[Dataset entries]
* * *

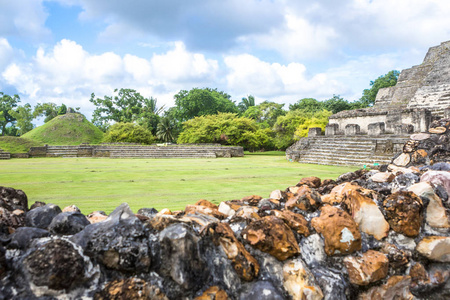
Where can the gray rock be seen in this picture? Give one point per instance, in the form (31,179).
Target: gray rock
(41,217)
(119,242)
(68,223)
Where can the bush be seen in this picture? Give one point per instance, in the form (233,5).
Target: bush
(128,133)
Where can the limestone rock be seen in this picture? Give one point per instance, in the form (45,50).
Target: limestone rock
(299,282)
(71,208)
(396,288)
(435,248)
(213,293)
(312,182)
(262,290)
(304,198)
(271,235)
(402,160)
(68,223)
(41,217)
(12,199)
(295,221)
(371,267)
(245,265)
(180,255)
(340,231)
(96,217)
(23,236)
(382,177)
(57,265)
(119,242)
(130,288)
(436,214)
(404,212)
(397,257)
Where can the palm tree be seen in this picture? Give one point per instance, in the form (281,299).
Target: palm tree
(164,130)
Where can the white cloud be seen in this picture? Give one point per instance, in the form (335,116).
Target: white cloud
(68,74)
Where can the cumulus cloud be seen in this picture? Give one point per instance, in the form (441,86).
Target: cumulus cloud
(69,74)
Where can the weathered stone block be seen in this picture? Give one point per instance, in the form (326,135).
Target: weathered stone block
(403,129)
(376,128)
(331,129)
(315,131)
(352,129)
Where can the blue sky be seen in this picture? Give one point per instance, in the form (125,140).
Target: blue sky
(61,51)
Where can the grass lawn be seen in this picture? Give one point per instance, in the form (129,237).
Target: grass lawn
(103,184)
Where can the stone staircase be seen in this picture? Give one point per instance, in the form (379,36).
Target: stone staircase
(346,150)
(4,155)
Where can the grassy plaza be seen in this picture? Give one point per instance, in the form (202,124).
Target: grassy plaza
(103,184)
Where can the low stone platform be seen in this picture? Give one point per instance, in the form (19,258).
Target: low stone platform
(346,150)
(138,151)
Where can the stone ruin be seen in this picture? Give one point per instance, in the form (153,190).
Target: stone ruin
(370,234)
(420,97)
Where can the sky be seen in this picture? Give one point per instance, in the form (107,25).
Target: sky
(62,51)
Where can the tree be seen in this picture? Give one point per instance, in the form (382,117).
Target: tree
(202,102)
(128,133)
(23,116)
(307,105)
(49,110)
(127,106)
(369,95)
(246,103)
(7,103)
(165,130)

* * *

▶ [Task description]: Restate the records above exactly, less any pictures.

▶ [Response to the task]:
Where can the gray rock be seen in this picture? Give one point per instance, in the form (31,179).
Target: gray rock
(41,217)
(119,242)
(68,223)
Where can the bush be seen in this picture? Give one point per instance, in the form (233,5).
Target: bush
(128,133)
Where can the limestone rock be seen in this picture? Give one point per instance, in the form (45,50).
Target: limestone rock
(299,282)
(71,208)
(396,288)
(435,248)
(213,293)
(312,182)
(262,290)
(304,198)
(271,235)
(402,160)
(68,223)
(41,217)
(12,199)
(295,221)
(371,267)
(245,265)
(180,255)
(340,231)
(96,217)
(23,236)
(382,177)
(57,265)
(119,242)
(130,288)
(436,214)
(404,212)
(397,257)
Where can the palm tree be seen in this picture? Give one point per instance, in the form (281,299).
Target: palm tree
(164,130)
Where can the white cloud be seen in this picture? Give one point per instance, in the form (335,116).
Target: white cloud
(68,74)
Where can the cumulus cloud be seen in this picture? Give one point per instance, in the form (441,86).
Target: cumulus cloud
(69,74)
Where can the weathered stone block be seen in this picture? Give one point per instance, in the form (326,135).
Target: weathered stone block
(403,129)
(376,128)
(331,129)
(315,131)
(352,129)
Where can the blue sky be seen in this picture? Give one point per instance, in the form (125,140).
Target: blue sky
(61,51)
Where can the grass lawn be seen in this picture? Give one point per instance, in the form (129,237).
Target: grass lawn
(103,184)
Where can the stone staircase be seen in this picture? Give one point per instance, in the form (379,36).
Target: stone staircase
(346,150)
(4,155)
Where can the grassy plaza be seen in this picture? Give one point per instance, in the form (202,124).
Target: grassy plaza
(103,184)
Where can the low stone platform be seen in this picture? Give one point per instance, in the form (19,258).
Target: low stone platform
(346,150)
(138,151)
Where can the stone ruin be seen in this picture? Give one point per instance, in the form (153,190).
Target: stone ruin
(370,234)
(420,97)
Where can the sky be seen in this picture? Give one point per instance, in the form (107,25).
Target: sky
(62,51)
Where can the tree be seen in this picture? Give one point per instance, in the form (382,117).
Target: tree
(202,102)
(128,133)
(23,116)
(307,105)
(49,110)
(127,106)
(369,95)
(246,103)
(7,103)
(165,130)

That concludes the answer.